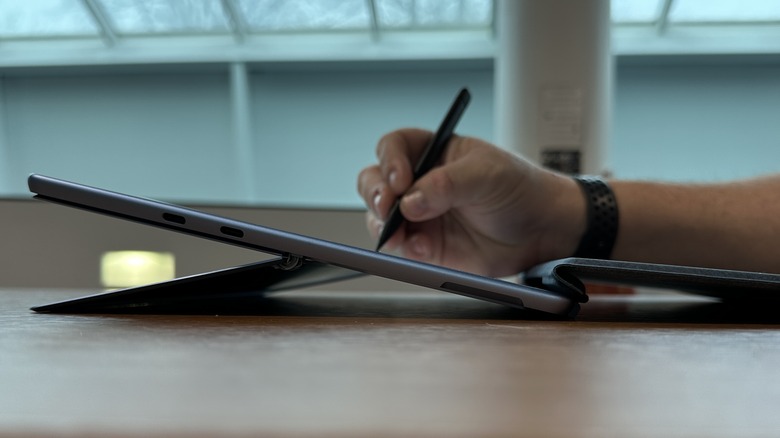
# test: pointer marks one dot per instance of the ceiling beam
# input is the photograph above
(663, 17)
(98, 14)
(373, 20)
(237, 23)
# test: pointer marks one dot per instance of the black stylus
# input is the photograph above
(432, 155)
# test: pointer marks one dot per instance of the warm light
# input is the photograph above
(136, 268)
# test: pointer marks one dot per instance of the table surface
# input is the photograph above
(392, 364)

━━━━━━━━━━━━━━━━

* YOUR GOAL
Reproduce every entry above verbatim, leaving out the pictures.

* FULL OUTPUT
# test: pointer marks one dot per instance of the ceiling beam
# input is the photograph above
(663, 17)
(98, 14)
(373, 20)
(237, 23)
# test: pointer marks one dot per instance of the black stylus
# input is the photograph above
(432, 155)
# test: pointer marks one dot per instance of the warm light
# input is the photograph above
(136, 268)
# test: pointer marks one dot per instance of the table surface
# input is the photograph above
(392, 364)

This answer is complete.